• [EXCERPTED RECORDS]
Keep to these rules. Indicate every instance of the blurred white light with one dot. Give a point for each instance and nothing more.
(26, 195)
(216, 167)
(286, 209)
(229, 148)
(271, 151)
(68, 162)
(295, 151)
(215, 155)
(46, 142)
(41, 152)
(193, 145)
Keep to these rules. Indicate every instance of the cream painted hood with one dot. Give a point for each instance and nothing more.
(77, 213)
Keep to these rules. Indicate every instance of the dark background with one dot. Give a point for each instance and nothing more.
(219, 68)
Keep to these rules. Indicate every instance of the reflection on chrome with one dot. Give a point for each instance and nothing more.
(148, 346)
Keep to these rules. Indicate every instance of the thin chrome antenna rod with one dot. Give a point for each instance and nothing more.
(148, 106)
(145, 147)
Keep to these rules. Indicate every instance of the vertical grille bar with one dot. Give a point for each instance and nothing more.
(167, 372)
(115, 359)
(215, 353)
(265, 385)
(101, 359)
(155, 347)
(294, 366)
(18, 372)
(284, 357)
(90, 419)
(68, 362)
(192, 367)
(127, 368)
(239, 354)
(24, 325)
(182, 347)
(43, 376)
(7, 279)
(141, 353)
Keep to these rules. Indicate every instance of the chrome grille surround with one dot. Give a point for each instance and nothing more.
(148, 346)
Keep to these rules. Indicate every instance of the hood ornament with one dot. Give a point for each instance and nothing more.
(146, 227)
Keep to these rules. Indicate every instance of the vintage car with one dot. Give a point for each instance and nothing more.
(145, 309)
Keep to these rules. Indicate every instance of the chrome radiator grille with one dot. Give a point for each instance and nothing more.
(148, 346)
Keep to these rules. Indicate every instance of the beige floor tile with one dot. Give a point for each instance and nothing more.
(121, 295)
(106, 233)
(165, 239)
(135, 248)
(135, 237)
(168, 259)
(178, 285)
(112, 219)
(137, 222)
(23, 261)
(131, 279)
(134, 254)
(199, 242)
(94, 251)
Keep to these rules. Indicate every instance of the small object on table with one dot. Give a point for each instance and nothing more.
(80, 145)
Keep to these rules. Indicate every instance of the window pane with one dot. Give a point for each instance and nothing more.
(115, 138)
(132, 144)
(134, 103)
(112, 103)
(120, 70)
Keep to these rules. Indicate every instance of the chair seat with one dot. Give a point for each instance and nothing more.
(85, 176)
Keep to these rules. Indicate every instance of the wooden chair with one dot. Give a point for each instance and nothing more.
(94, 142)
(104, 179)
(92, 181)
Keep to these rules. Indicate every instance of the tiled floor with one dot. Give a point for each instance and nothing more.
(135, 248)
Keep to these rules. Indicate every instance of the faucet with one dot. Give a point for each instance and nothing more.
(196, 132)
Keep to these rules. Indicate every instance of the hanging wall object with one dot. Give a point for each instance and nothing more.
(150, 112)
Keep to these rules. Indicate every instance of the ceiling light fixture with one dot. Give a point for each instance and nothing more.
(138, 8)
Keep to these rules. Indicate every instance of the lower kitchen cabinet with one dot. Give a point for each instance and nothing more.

• [THE TASK]
Output every line above without altering anything.

• [OUTPUT BELOW]
Keep to these rules. Indicate every instance of the blurred white light with one dot. Give a point for each instance and nothing more.
(26, 195)
(216, 167)
(286, 209)
(229, 148)
(271, 151)
(68, 162)
(295, 151)
(215, 155)
(46, 142)
(41, 152)
(193, 145)
Keep to these rules. Indicate every instance of the cream painted hood with one dot. Give a point for each instance and nothing more.
(77, 213)
Keep to these rules. Indicate every instance of the dark background with one dot. Give a point for each instance and nothing more.
(219, 68)
Keep to these rules. Indicate every instance of the reflection on chrome with one dot. Give a point for each instance and nothing more.
(148, 346)
Keep to these rules. Indicate every instance of the thin chrome antenna rod with one dot. Give a point for each instance and nothing more.
(148, 106)
(145, 147)
Keep to these rules. Indicate every instance of the vertical grille bar with one dot. Give a point for each instance and nothing more.
(167, 372)
(115, 359)
(215, 353)
(265, 385)
(101, 359)
(155, 347)
(294, 366)
(18, 372)
(284, 357)
(90, 419)
(68, 362)
(192, 367)
(127, 368)
(239, 354)
(24, 325)
(182, 347)
(43, 376)
(7, 279)
(141, 353)
Keep to these rules. Indicate every instance of the chrome grille surround with one dot. Give a point for each instance and nothing more.
(148, 346)
Keep to these rules. Indicate every instance of the hood ornament with one dot. Give a point for each instance and nothing more.
(146, 227)
Keep to these rules. Indicate every instance of the vintage car with one dot. Give a point for each instance and nothing more.
(145, 309)
Keep to these rules. Indicate every instance of the chrome radiator grille with one dot. Give a point for each instance and nothing more.
(148, 346)
Keep to these rules. Indicate every instance of the beige floor tile with one dot. Give a point for each instance and nothing more.
(121, 295)
(106, 233)
(165, 239)
(135, 248)
(135, 237)
(168, 259)
(178, 285)
(112, 219)
(137, 222)
(23, 261)
(131, 279)
(134, 254)
(199, 242)
(94, 251)
Keep to these rules. Indicate every instance of the small object on table with one dot. Give a point for each instance and nothing more.
(80, 145)
Keep to these rules. Indicate every instance of the window pane with one dot. Give a point for each instance and nothing more.
(115, 138)
(132, 144)
(134, 103)
(112, 103)
(120, 70)
Keep to these rules. Indicate every instance of the chair seat with one dot. Give a point for each instance and nothing more.
(85, 176)
Keep to these rules. Indicate every instance of the wooden chair with one dot. Give a point for each instance and nothing more.
(94, 142)
(104, 179)
(92, 181)
Keep to these rules. Indicate every instance of the tiled floor with one dot. Give a point for each instance and nothing more.
(135, 248)
Keep to these rules. Indicate every instance of the faucet with one dot. Give a point for each instance and nothing more.
(196, 132)
Keep to these rules. Indicate every instance of the hanging wall object with one dot. Give a point for each instance and nothing more.
(150, 112)
Keep to these rules. Indicate every instance of the ceiling light fixture with one dot. Give a point for each instance and nothing more.
(138, 8)
Keep to these rules. Indicate every instance of the lower kitchen cabinet with one dot. Give a point for each instance and nothing more.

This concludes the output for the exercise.